> **DIRECTIVE**: Return, unchanged, the lines of the rows below from the line containing "Where can you see the concrete pavement" through the last line, including both of those lines.

> **Some rows**:
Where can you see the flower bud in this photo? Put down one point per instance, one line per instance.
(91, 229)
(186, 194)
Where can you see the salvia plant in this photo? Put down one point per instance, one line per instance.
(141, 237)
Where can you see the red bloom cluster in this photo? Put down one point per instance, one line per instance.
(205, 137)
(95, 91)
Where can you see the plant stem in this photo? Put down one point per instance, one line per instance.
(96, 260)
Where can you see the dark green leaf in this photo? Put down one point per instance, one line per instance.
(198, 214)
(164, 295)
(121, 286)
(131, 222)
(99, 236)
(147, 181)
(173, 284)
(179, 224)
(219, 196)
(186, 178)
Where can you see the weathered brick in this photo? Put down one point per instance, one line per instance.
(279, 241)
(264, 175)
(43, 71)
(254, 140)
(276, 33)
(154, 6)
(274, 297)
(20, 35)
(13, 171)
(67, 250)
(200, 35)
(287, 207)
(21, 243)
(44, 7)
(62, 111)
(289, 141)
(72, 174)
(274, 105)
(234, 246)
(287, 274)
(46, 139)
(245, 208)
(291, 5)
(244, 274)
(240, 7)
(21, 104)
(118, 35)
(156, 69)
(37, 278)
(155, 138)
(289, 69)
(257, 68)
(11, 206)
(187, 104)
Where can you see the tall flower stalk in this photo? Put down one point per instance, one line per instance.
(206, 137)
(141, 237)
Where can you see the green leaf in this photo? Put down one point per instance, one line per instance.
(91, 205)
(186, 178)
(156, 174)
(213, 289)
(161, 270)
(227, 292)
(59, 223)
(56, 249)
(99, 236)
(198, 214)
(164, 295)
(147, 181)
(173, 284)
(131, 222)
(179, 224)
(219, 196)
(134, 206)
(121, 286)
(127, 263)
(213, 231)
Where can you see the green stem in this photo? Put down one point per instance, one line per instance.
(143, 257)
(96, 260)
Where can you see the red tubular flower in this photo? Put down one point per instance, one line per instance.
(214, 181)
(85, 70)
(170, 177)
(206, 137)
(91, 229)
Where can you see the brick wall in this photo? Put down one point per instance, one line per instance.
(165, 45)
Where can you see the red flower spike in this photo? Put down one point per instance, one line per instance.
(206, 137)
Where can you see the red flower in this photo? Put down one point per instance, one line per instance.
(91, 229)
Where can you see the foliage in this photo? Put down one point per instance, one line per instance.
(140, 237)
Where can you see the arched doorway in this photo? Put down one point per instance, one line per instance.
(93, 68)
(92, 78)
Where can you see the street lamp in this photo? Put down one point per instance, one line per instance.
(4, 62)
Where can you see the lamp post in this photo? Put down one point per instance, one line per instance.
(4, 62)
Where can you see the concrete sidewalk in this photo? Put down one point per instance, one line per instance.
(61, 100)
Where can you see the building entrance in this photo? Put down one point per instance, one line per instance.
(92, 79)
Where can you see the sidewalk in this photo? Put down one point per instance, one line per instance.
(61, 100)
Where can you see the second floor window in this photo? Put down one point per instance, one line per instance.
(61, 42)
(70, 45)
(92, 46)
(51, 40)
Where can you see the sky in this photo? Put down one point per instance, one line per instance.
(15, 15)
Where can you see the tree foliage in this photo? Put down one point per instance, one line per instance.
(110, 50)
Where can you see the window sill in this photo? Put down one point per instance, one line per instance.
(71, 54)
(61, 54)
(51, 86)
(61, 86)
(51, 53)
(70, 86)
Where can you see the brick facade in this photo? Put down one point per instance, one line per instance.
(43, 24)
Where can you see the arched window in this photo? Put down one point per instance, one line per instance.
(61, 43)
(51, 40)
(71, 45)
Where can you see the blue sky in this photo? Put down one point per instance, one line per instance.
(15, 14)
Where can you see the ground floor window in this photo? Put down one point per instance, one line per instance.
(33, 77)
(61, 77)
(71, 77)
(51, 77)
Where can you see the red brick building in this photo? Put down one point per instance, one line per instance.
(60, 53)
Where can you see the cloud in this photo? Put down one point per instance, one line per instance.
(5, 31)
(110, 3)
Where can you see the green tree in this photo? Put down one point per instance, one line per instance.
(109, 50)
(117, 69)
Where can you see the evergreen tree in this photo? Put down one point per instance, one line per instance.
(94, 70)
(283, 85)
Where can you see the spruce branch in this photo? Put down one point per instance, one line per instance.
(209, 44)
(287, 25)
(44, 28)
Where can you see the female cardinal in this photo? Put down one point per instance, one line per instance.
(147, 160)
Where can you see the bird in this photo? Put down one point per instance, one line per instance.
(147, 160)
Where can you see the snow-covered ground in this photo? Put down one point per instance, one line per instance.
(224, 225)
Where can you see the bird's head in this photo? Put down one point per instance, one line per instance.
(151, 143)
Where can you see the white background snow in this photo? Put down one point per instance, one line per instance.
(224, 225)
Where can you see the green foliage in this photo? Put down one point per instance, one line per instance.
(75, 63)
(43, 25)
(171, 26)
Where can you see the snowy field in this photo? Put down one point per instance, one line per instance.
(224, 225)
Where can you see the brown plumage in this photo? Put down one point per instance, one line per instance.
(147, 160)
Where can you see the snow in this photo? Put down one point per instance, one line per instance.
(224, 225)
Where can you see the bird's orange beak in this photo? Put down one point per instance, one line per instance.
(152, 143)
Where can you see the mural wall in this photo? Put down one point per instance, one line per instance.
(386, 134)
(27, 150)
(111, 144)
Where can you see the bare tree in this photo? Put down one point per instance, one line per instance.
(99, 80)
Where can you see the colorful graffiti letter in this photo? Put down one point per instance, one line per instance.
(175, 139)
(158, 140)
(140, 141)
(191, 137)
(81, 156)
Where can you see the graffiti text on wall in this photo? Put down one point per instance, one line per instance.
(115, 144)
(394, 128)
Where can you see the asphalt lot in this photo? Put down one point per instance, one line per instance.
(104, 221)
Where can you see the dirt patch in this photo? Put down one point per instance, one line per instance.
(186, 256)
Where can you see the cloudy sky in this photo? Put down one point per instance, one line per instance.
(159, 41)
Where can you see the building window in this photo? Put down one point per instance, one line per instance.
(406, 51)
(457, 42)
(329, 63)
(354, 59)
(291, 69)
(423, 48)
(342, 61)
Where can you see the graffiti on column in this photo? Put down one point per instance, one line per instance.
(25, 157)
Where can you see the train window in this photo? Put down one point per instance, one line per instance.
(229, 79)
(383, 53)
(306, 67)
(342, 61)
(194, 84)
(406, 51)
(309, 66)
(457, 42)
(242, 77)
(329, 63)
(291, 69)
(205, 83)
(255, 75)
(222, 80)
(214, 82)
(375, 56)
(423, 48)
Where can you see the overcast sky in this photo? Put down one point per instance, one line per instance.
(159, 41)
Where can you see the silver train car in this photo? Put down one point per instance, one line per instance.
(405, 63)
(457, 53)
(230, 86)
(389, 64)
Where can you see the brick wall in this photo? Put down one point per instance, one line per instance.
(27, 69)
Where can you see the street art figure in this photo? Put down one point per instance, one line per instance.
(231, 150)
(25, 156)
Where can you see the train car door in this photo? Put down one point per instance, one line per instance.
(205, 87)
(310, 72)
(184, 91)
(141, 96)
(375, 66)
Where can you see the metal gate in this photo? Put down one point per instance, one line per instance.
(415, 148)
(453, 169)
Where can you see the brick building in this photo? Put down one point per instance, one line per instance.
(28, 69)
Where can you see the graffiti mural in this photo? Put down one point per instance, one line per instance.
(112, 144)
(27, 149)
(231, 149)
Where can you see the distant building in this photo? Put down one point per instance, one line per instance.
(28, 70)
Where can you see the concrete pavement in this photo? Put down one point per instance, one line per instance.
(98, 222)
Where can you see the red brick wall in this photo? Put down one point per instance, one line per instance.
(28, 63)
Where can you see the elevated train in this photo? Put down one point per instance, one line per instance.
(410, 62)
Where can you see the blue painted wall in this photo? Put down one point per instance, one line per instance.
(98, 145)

> **EXERCISE ANSWER**:
Where can you see the concrete pavement in this photo? Put down one point per instance, one line per instance.
(98, 222)
Where can you see the red brick wall in this photo? Put down one point per instance, one line per instance.
(28, 63)
Where can you see the elevated train in this photo? Put down one point per instance, one line per instance.
(410, 62)
Where can you see the blue painted wall in this photo? Put down one point per instance, one line per instance.
(98, 145)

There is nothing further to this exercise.